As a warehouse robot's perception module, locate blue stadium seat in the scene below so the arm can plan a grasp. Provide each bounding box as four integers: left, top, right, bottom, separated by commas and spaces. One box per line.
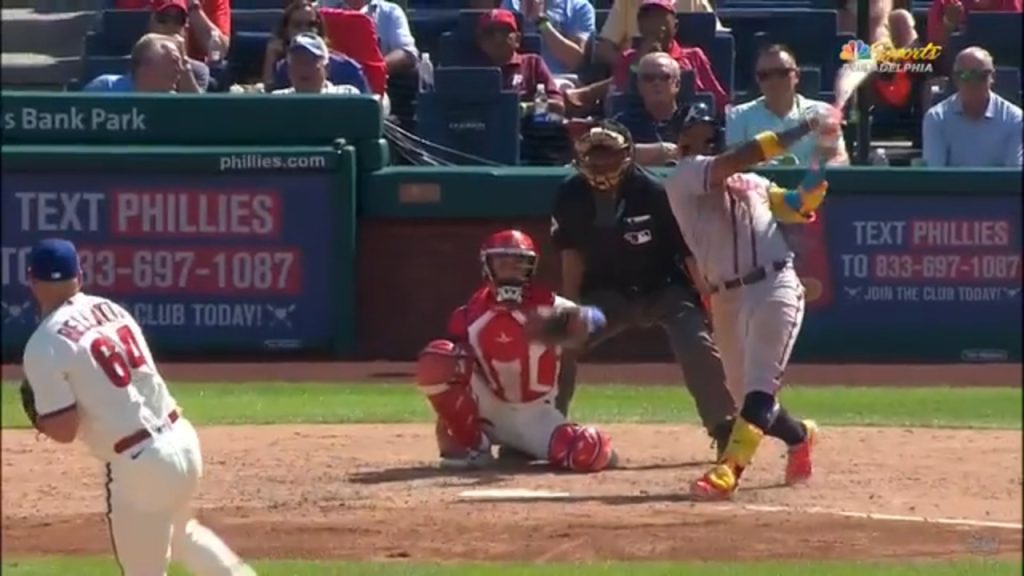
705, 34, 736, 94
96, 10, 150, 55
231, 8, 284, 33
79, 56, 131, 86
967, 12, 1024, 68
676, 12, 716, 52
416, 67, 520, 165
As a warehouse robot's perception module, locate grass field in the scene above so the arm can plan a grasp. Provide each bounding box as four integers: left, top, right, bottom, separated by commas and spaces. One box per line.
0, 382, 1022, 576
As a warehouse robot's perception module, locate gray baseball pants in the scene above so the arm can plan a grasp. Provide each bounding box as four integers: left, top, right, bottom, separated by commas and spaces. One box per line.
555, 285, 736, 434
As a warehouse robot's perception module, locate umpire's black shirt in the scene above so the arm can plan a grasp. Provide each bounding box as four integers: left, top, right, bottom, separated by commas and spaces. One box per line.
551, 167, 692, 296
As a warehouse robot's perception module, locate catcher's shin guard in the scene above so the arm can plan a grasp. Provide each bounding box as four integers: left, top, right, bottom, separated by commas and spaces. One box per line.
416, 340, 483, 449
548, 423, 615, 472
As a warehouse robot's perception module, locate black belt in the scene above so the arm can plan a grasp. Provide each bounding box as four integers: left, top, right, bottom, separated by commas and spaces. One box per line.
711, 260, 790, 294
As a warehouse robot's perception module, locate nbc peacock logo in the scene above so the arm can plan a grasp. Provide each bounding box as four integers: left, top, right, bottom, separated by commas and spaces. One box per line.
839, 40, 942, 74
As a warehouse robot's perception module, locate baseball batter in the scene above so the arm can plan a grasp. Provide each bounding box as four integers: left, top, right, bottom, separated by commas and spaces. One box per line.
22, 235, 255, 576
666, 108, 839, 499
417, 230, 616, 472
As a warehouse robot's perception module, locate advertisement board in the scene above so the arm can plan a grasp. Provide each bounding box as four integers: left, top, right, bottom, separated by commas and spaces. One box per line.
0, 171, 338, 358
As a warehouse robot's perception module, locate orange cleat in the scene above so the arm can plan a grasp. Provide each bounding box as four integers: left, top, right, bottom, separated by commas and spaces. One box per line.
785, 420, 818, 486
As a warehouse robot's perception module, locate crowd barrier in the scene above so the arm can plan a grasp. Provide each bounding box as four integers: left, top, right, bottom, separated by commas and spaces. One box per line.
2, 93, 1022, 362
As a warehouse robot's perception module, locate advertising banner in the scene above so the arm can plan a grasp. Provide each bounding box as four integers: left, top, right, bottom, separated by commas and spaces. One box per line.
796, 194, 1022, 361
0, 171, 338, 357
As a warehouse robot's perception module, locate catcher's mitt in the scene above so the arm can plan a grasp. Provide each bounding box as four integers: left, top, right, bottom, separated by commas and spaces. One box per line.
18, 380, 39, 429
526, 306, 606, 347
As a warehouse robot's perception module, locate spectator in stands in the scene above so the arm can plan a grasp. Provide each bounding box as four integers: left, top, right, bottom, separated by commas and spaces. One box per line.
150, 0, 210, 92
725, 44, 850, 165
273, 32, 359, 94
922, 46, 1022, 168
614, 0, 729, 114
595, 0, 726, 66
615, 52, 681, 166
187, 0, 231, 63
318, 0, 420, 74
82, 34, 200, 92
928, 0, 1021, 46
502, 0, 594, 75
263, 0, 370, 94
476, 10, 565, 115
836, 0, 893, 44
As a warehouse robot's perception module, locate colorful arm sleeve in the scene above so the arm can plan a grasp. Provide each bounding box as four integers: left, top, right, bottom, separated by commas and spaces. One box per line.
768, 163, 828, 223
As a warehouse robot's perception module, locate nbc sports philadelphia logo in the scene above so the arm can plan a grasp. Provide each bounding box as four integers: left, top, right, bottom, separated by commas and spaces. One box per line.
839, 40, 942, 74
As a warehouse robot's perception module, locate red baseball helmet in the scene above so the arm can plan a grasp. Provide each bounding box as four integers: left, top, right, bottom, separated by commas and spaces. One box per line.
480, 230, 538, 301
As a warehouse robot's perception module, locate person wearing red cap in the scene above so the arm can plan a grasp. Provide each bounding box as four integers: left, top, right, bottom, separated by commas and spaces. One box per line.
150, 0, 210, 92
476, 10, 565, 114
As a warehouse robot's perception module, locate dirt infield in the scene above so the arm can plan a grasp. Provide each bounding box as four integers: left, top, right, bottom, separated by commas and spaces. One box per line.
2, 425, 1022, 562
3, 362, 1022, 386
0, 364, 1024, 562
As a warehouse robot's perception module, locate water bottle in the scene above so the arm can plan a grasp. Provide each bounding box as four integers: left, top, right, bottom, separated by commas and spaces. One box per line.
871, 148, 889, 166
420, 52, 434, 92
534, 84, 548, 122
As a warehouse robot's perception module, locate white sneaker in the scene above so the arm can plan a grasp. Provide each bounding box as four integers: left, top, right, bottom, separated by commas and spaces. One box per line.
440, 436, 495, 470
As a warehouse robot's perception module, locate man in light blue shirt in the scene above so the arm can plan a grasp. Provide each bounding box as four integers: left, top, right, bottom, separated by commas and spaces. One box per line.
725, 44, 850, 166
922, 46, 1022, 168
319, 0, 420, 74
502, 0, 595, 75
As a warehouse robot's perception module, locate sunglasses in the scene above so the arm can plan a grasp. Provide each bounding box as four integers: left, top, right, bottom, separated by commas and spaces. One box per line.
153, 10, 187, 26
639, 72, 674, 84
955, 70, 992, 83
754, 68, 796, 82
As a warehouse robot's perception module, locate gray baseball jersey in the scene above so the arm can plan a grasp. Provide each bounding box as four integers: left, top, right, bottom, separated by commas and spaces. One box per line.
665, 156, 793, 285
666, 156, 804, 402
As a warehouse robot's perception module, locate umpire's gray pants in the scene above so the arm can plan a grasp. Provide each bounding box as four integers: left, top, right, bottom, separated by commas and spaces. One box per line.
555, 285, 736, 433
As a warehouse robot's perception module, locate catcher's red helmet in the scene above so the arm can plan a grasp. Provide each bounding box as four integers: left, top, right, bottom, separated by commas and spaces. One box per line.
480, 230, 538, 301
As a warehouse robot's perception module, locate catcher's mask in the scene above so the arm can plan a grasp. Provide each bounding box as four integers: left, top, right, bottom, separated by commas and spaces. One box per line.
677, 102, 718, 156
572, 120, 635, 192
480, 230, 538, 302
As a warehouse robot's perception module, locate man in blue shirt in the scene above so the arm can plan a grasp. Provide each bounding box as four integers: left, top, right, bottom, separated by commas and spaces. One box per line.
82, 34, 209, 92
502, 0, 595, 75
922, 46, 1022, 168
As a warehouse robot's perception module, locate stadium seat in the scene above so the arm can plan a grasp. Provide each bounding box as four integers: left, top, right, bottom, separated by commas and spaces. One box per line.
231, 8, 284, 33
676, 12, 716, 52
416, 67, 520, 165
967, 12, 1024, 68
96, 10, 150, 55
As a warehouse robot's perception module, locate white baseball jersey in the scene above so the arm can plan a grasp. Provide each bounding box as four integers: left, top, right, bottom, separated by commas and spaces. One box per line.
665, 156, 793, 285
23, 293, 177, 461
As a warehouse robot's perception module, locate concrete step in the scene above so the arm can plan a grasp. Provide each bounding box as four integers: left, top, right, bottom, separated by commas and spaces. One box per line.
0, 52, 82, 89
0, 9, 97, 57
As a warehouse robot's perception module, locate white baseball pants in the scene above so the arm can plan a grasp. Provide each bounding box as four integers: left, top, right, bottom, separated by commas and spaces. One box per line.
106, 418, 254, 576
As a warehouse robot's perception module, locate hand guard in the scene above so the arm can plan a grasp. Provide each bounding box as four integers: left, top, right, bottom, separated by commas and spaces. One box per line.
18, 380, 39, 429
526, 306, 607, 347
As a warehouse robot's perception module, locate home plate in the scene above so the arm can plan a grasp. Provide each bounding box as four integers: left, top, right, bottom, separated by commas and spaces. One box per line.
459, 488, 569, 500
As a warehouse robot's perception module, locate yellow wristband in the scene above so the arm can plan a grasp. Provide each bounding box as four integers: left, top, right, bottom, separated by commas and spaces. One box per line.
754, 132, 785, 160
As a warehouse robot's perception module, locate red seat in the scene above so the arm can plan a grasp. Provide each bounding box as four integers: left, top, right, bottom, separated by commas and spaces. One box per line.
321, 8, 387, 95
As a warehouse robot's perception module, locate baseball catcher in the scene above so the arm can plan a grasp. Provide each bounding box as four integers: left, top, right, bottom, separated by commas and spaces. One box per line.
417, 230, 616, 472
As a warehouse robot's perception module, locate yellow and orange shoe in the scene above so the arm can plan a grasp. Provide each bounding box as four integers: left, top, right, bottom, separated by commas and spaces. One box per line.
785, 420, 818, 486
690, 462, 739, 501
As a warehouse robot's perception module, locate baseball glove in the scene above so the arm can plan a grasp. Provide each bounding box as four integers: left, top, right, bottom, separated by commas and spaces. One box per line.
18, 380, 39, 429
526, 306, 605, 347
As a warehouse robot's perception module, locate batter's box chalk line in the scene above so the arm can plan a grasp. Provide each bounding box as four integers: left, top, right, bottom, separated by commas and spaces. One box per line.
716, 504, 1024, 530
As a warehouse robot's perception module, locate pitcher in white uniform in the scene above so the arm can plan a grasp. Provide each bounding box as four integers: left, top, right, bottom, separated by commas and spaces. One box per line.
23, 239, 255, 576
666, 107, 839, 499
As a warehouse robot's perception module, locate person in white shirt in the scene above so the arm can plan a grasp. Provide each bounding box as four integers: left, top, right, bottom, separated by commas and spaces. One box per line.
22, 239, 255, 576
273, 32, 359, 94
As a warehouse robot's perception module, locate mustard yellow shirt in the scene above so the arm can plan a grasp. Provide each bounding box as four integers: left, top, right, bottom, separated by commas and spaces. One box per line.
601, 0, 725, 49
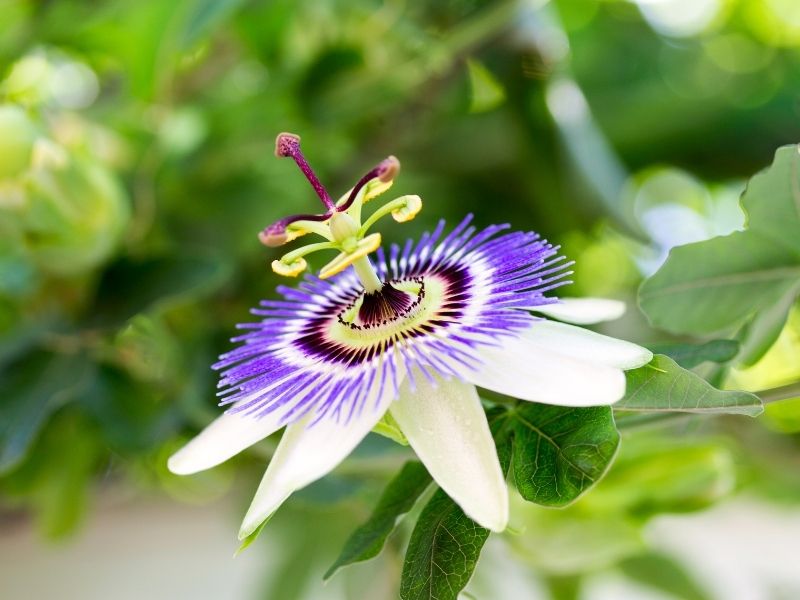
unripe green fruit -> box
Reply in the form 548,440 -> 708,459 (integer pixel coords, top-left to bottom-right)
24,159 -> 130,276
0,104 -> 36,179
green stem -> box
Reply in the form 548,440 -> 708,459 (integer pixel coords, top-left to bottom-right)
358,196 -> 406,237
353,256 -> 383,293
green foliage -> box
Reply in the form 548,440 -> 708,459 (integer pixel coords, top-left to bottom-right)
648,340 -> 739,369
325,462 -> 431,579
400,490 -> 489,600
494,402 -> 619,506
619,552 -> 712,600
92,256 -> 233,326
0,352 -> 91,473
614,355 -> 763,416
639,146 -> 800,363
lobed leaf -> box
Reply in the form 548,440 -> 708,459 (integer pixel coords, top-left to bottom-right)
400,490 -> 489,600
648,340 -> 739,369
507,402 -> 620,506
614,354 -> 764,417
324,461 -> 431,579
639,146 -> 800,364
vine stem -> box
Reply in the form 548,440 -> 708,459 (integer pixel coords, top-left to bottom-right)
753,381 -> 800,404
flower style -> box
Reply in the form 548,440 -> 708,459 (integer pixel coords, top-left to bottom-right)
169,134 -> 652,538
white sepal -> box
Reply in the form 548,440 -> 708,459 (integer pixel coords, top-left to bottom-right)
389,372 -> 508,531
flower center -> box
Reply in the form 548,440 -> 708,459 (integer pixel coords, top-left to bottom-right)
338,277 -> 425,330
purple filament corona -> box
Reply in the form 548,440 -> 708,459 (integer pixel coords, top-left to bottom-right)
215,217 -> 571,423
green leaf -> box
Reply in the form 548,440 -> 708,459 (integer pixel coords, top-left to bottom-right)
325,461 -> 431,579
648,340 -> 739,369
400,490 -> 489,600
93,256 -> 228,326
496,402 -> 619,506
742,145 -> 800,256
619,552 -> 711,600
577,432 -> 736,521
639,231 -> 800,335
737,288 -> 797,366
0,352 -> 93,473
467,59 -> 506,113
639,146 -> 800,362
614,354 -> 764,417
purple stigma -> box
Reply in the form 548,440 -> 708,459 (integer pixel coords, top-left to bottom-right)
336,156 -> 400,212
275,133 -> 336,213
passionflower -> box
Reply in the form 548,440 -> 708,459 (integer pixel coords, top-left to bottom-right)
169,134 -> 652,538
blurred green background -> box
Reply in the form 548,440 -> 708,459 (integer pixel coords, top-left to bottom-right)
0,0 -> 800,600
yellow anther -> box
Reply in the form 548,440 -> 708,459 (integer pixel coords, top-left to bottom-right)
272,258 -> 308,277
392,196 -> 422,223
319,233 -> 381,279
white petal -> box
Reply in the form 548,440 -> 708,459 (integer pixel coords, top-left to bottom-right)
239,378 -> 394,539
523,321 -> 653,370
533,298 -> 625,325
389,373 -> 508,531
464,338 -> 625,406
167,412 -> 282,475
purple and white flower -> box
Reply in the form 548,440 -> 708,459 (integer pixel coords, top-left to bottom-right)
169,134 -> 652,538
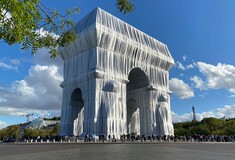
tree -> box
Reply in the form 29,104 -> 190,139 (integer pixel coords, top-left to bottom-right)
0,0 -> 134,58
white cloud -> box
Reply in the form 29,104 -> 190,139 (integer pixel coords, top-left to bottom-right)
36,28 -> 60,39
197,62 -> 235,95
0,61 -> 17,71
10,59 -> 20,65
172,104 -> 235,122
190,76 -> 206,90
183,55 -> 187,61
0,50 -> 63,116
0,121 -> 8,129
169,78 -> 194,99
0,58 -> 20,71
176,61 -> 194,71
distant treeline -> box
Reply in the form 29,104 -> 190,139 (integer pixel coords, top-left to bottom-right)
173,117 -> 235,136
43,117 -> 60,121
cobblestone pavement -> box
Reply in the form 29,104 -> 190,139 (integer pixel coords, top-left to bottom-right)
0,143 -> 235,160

====

▸ **Required task**
State how many of the lines above contain the string "batter". Case matters. Give only the number.

▸ **Correct result**
2